# [TO DO]
Please reproduce every entry below without omitting a single line.

%%

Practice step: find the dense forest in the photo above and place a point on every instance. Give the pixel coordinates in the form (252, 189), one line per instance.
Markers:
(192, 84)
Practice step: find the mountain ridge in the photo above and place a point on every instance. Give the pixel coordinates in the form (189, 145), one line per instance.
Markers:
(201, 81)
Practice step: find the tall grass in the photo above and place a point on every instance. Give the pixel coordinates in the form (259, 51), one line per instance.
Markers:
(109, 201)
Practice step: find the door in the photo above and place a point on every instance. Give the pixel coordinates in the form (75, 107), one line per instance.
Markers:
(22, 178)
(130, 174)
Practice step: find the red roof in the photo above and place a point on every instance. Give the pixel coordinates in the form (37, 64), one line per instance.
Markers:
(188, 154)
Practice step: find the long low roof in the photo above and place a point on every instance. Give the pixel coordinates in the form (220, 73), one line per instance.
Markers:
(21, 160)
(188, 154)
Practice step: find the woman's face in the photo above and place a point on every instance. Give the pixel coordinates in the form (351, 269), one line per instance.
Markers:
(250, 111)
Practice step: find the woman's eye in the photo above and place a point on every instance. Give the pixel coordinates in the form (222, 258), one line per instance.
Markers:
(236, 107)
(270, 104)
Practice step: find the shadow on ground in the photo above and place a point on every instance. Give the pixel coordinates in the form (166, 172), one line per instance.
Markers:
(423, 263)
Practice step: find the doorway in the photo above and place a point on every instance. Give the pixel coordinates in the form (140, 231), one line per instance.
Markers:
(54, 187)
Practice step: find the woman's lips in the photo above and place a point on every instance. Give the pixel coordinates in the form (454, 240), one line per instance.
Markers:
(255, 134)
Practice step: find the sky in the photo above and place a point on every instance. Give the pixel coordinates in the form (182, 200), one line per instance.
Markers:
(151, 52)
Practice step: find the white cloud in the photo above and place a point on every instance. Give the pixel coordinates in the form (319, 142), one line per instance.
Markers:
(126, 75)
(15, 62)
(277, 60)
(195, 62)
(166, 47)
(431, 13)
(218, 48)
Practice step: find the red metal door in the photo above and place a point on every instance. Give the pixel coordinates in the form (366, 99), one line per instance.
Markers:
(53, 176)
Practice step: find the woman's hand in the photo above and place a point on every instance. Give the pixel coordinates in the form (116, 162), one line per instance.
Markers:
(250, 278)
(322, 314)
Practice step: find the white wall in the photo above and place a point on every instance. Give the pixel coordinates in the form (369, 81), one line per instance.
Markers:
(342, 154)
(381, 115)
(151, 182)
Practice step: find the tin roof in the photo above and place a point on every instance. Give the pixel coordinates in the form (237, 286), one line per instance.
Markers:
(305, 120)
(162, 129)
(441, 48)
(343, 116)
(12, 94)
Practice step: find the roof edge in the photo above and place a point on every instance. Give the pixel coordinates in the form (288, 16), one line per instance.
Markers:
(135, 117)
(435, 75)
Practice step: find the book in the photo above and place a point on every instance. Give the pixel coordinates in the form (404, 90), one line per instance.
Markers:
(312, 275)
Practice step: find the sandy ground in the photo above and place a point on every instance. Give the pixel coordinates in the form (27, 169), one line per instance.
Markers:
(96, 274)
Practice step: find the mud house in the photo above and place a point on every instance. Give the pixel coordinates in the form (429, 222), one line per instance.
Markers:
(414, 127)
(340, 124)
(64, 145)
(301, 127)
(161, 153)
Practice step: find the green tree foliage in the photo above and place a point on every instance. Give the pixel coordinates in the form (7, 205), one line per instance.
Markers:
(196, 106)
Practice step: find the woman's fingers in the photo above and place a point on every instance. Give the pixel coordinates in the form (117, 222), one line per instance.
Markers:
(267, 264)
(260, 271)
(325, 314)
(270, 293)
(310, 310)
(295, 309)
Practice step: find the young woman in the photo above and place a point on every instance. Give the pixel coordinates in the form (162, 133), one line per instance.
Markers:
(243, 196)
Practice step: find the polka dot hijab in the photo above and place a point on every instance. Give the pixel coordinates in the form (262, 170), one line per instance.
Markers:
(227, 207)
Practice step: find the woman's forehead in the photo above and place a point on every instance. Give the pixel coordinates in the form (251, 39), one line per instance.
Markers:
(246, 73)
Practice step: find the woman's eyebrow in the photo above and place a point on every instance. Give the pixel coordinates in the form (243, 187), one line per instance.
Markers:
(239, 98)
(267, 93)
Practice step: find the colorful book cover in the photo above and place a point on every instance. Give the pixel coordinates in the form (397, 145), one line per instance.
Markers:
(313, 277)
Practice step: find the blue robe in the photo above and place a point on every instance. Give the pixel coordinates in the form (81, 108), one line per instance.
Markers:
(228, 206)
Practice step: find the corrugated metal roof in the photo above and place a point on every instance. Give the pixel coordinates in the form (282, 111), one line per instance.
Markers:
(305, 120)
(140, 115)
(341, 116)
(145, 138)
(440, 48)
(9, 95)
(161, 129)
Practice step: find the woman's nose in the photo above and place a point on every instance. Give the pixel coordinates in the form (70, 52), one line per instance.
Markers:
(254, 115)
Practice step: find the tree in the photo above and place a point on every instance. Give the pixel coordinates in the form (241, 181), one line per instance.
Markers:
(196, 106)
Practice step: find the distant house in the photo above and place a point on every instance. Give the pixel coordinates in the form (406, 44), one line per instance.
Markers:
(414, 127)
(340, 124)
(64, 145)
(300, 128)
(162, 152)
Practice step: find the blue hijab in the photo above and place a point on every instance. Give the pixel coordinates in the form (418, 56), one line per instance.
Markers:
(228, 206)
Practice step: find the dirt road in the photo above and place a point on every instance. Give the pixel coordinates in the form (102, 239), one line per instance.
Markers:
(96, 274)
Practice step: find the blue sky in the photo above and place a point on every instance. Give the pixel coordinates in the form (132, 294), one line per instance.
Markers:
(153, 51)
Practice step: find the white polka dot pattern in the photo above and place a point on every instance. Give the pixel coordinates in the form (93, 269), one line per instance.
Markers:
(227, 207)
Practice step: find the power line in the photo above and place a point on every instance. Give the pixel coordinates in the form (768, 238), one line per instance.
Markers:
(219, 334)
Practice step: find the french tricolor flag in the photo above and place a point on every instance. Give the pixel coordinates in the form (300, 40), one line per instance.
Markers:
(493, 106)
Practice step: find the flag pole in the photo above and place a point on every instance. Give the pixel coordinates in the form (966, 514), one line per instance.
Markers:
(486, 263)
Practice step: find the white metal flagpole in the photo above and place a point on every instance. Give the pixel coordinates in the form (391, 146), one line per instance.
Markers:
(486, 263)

%%

# [TASK SOLUTION]
Practice step: find the dense forest in the photo above and place a point on every instance. Give the pixel coordinates in the form (252, 189), one line per instance.
Markers:
(192, 84)
Practice step: find the mountain ridge in the photo above and place a point on every instance. Give the pixel coordinates in the form (189, 145), one line per instance.
Markers:
(201, 81)
Practice step: find the tall grass in the photo above and place a point on every instance. Give the pixel coordinates in the form (259, 51), one line per instance.
Markers:
(109, 201)
Practice step: find the door in the photo above and place a point on every instance. Give the pixel coordinates in the form (75, 107), one line per instance.
Markers:
(22, 178)
(130, 174)
Practice step: find the red roof in the photo above and place a point on every instance. Give the pixel coordinates in the form (37, 64), one line per instance.
Markers:
(188, 154)
Practice step: find the long low roof in the photo above and place a point on every instance. Give the pixel coordinates in the form (220, 73), one line per instance.
Markers:
(21, 160)
(188, 154)
Practice step: find the woman's face in the photo above and place a point on every instance. Give the pixel coordinates in the form (351, 269), one line per instance.
Markers:
(250, 111)
Practice step: find the woman's eye in the photo above and place a point on every instance. Give the pixel coordinates in the form (222, 258), one line per instance.
Markers:
(236, 107)
(270, 104)
Practice step: find the shadow on ground in the photo above and place a point on every instance. Give the pixel coordinates in the form (166, 172), one line per instance.
Markers:
(423, 263)
Practice step: find the doorway in the photo above and place a point on every instance. Give the pixel coordinates in the form (140, 231), one line per instance.
Markers:
(54, 187)
Practice step: find the woman's lips in the photo above and place a point on every instance. Give the pixel coordinates in the form (454, 240), one line per instance.
Markers:
(255, 134)
Practice step: find the sky in the photo above and place a point on every instance. Give the pixel coordinates in the form (182, 200), one line per instance.
Markers:
(151, 52)
Practice step: find the white cloud in the photo above and place a point on every instance. Give the pixel coordinates in the form (319, 142), one line per instance.
Markers:
(126, 75)
(15, 62)
(277, 60)
(195, 62)
(166, 47)
(431, 13)
(218, 48)
Practice step: find the red metal door in the photo above and place a point on every instance. Give the pixel coordinates in the form (366, 99), one line per instance.
Markers:
(53, 176)
Practice step: find the woman's hand in the photo above and place a point on every instance. Give the pixel coordinates in the form (116, 162), one line per instance.
Markers:
(250, 278)
(322, 314)
Practice step: find the white wall in the photo above and place a point on every instance. Give the pixel coordinates in the form (369, 81), one line per instance.
Markers:
(342, 154)
(381, 115)
(151, 182)
Practice step: find the tin roof in the photo above and place a point on every instance. Give the pixel coordinates in the form (237, 286), one line per instance.
Markers:
(305, 120)
(162, 129)
(441, 48)
(343, 116)
(12, 94)
Practice step: find the roof edge in the photo above and place a point on every instance. Give the pixel coordinates in the form (288, 16), one line per instance.
Markers:
(135, 117)
(435, 75)
Practice step: find the book in the photo above and place a point on every instance. Give the pixel coordinates in the form (404, 90), one line per instance.
Markers:
(312, 275)
Practice step: find the sandy ground in the photo above and place a point on every instance. Give the pixel coordinates in the form (27, 169), one line per instance.
Markers:
(96, 274)
Practice step: find the mud house in the photo above and place a point on every instance. Give the pixel coordinates in the form (429, 222), one line per instance.
Markers:
(414, 127)
(340, 124)
(64, 145)
(301, 127)
(161, 153)
Practice step: find the green tree foliage in the photo above and place a point on every instance. Give the pixel coordinates in the form (7, 205), one line per instance.
Markers:
(196, 106)
Practice step: find the woman's fingers in the photo above and place a point on every instance. Give the pixel coordinates in the form (117, 222), one line per instance.
Markers:
(267, 264)
(260, 271)
(325, 314)
(270, 293)
(310, 310)
(295, 309)
Practice step: find the young woman in the photo above and place a point on every instance. Give the pixel coordinates in the form (162, 133), one line per instance.
Markers:
(243, 196)
Practice step: find the polka dot hijab in the photo above and place a point on every instance. Give the pixel coordinates in the form (262, 170), one line per instance.
Markers:
(227, 207)
Practice step: find the woman's forehead in the photo above and place a point on every instance. Give the pixel coordinates in the form (251, 39), one line per instance.
Markers:
(246, 73)
Practice step: find the woman's eyebrow in the photo above and place a point on every instance. Give the pixel coordinates in the form (243, 187), one line per instance.
Markers:
(239, 98)
(267, 93)
Practice step: find the colorful book cover in the photo above and place a point on every instance. Give the pixel coordinates in the form (397, 145), one line per instance.
Markers:
(313, 277)
Practice step: find the blue robe in the photo above and place a point on every instance. Give the pixel coordinates in the form (81, 108), one line per instance.
Markers:
(228, 206)
Practice step: find the corrugated metal roof in the photo above and place a point on every instance. Give the pixel coordinates in the form (282, 111), one line per instance.
Markers:
(305, 120)
(140, 115)
(341, 116)
(145, 138)
(440, 48)
(9, 95)
(161, 129)
Practice step: find the woman's nose in the photo above and place a point on every instance. Give the pixel coordinates in the form (70, 52), one line per instance.
Markers:
(254, 115)
Practice step: find the tree in the photo above and place a point on every instance. Give the pixel coordinates in the form (241, 181), one line per instance.
Markers:
(196, 106)
Practice step: find the distant house in the photo above and place a point on every instance. Give the pixel coordinates in the form (406, 44), one line per instance.
Markers:
(414, 127)
(340, 124)
(64, 145)
(300, 128)
(162, 152)
Practice step: find the blue hijab in the photo above and place a point on every instance. Give the pixel coordinates in the form (418, 56), one line per instance.
Markers:
(228, 206)
Practice step: find the dirt road in the photo above and place a point on every instance. Give the pixel coordinates in the form (102, 239), one line per instance.
Markers:
(96, 274)
Practice step: find the blue sky in the photo above and place a point on every instance. Give the pixel coordinates in the form (132, 294), one line per instance.
Markers:
(153, 51)
Practice step: find the white polka dot pattern in the photo above and place a point on every instance. Give the pixel coordinates in the form (93, 269), one line per instance.
Markers:
(227, 207)
Practice step: find the power line in the photo above and place a point on every instance. Give the pixel coordinates in the form (768, 238), one line per instance.
Markers:
(219, 334)
Practice step: find the french tricolor flag in the photo above and place a point on every instance. Give the pixel coordinates in the form (300, 40), one line per instance.
Markers:
(493, 106)
Practice step: find the flag pole in the photo above and place a point on every instance. Give the pixel coordinates in the form (966, 514), one line per instance.
Markers:
(486, 263)
Practice step: find the white metal flagpole in the photo above and place a point on every instance. Give the pixel coordinates in the form (391, 146), one line per instance.
Markers:
(486, 263)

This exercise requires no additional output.